## [Quoted text]
Scala Stream Collector + Strem Enrich + S3 Loader Setup

dsouzabash · December 3, 2017, 7:39pm

I am following this setup to get my alternative data store ready in S3.

But the config file looks similar to the stream enrich config file. Is it safe to assume that if we are using stream enrich to enrich our data, then all we need to do is assign the S3 region, bucket and format?
If not, and if we do have to create a new config file and run the loader separately, then what would be the input stream and output stream value for the S3 loader setup? Would it be the good enriched stream as input?
Also with my setup, I have the scala stream collector, then the stream enrich and the S3 loader, so I will need to have 2 kinesis stream for the collector(good and bad), 2 for stream enrich(enirched good, and and failed enrichment) and 1 S3(failed storage). Would this be right?

[Records excerpted from a collection]

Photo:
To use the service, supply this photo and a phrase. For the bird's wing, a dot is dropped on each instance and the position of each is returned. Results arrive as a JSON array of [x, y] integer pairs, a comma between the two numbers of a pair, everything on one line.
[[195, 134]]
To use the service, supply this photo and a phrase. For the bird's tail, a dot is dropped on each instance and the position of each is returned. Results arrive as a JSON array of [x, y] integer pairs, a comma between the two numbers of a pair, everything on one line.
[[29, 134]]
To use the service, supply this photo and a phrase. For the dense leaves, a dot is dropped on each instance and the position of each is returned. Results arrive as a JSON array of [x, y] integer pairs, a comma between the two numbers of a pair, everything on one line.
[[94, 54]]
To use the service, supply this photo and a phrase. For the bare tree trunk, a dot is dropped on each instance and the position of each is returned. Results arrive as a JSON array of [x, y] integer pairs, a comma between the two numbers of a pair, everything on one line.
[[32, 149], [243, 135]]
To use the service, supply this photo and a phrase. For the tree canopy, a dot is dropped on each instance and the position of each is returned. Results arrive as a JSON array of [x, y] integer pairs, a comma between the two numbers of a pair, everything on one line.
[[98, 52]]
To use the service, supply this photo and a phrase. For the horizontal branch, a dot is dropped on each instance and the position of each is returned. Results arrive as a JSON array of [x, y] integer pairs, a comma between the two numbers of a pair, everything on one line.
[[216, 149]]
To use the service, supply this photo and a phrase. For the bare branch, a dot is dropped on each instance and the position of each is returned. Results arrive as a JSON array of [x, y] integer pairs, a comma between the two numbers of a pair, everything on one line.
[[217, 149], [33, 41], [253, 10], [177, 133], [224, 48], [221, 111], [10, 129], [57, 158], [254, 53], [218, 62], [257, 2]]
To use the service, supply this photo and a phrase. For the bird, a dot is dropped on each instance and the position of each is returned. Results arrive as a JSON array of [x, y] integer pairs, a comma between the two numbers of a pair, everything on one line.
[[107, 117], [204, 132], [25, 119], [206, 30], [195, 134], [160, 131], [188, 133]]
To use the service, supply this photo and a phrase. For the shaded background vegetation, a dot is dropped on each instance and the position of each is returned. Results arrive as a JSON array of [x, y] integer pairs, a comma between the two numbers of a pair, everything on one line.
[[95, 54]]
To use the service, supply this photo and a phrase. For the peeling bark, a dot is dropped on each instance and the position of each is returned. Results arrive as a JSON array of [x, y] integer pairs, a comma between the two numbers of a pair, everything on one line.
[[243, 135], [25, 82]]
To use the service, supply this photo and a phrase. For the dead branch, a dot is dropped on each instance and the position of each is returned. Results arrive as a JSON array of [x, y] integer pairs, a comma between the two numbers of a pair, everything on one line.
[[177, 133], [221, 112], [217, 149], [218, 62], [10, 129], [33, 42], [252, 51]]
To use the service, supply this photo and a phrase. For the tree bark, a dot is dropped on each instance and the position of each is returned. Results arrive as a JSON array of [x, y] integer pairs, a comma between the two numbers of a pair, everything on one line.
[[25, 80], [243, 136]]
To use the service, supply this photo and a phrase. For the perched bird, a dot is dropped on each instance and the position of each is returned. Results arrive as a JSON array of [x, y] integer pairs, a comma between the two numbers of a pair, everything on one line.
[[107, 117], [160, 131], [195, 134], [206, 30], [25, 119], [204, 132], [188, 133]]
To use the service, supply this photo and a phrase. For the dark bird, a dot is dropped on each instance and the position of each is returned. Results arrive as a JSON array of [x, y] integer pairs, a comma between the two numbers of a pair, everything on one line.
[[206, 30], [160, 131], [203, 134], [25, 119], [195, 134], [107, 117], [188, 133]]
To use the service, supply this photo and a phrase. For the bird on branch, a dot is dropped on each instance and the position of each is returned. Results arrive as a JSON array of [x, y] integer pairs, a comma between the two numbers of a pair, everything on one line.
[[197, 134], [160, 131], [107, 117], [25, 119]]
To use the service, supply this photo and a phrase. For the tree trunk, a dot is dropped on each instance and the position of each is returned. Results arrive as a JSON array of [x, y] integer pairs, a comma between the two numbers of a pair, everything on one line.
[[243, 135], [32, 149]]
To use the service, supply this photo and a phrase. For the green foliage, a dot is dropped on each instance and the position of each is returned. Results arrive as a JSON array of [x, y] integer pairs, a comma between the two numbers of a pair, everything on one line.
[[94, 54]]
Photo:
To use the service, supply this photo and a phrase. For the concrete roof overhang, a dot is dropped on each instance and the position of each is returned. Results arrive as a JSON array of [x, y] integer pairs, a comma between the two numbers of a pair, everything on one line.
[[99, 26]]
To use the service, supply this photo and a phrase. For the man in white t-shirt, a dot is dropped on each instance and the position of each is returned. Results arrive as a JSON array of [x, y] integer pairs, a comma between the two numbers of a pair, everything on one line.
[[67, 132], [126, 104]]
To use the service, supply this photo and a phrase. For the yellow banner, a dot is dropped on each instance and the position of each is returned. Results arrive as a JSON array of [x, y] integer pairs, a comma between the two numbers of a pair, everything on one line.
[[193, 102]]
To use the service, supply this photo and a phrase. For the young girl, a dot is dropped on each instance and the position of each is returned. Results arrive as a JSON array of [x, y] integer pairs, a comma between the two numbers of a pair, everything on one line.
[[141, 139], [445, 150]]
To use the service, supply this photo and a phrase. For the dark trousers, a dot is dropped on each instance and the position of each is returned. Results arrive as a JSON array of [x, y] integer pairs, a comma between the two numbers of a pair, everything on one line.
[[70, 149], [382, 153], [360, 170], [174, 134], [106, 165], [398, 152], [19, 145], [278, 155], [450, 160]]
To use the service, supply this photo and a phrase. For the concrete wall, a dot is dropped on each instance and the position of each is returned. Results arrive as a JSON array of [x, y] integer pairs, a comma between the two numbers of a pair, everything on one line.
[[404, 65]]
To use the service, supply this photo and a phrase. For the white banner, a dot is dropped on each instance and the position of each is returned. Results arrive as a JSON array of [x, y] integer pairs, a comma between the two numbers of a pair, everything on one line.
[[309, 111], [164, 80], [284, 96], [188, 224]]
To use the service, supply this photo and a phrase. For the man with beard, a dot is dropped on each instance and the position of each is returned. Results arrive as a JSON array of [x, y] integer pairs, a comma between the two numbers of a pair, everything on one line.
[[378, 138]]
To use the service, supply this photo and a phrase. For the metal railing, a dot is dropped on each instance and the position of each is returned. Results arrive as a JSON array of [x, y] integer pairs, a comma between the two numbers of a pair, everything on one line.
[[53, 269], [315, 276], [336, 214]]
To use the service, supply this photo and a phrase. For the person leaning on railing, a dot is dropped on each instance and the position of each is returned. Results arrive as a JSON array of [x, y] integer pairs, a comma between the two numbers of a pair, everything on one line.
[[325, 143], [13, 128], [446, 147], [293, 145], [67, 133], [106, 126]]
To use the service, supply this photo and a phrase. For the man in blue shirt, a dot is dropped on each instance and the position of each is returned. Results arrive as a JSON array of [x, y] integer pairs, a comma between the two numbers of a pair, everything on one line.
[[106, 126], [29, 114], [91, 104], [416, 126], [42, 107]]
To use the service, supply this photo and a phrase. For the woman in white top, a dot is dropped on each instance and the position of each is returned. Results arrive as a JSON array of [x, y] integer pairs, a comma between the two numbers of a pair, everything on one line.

## [To do]
a: Answer these from the forum post about the S3 Loader setup:
(i) On what date and at what time was the post written?
(ii) Which three settings does the writer think might be all that needs assigning?
(iii) Which two streams does the writer list for the collector?
b: Put this sentence from the forum post about the S3 Loader setup into Spanish: "I am following this setup to get my alternative data store ready in S3."
c: Carry on the forum post about the S3 Loader setup from its last sentence.

## [Results]
a:
(i) December 3, 2017, at 7:39pm
(ii) The S3 region, bucket and format
(iii) Good and bad

b: Estoy siguiendo esta configuración para tener listo mi almacén de datos alternativo en S3.

c:
Thanks.

mike · December 4, 2017, 6:29am

The Snowplow S3 loader has it’s own configuration file that you can specify to the jar.

The input stream could be your collector payloads stream, or your enriched stream (or another stream) - the output stream is only used to store events which failed to sink so you likely want to have a dedicated stream for this as you’ve mentioned.

dsouzabash · December 4, 2017, 7:53pm

Thanks.
When I run the stream-enrich-0.12.0. I am getting an error the following error:
configuration error: Cannot convert configuration to a com.snowplowanalytics.snowplow.enrich.stream.model$EnrichConfig. Failures are:
at ‘streams.nsq.host’:
- (file:/home/ec2-user/snowplow/3-enrich/stream-enrich/target/scala-2.11/enrich.config.sample:99) Key not found.
at ‘streams.nsq.lookupHost’:
- (file:/home/ec2-user/snowplow/3-enrich/stream-enrich/target/scala-2.11/enrich.config.sample:99) Key not found.
at ‘streams.nsq.lookupPort’:
- (file:/home/ec2-user/snowplow/3-enrich/stream-enrich/target/scala-2.11/enrich.config.sample:99) Key not found.
at ‘streams.nsq.port’:
- (file:/home/ec2-user/snowplow/3-enrich/stream-enrich/target/scala-2.11/enrich.config.sample:99) Key not found.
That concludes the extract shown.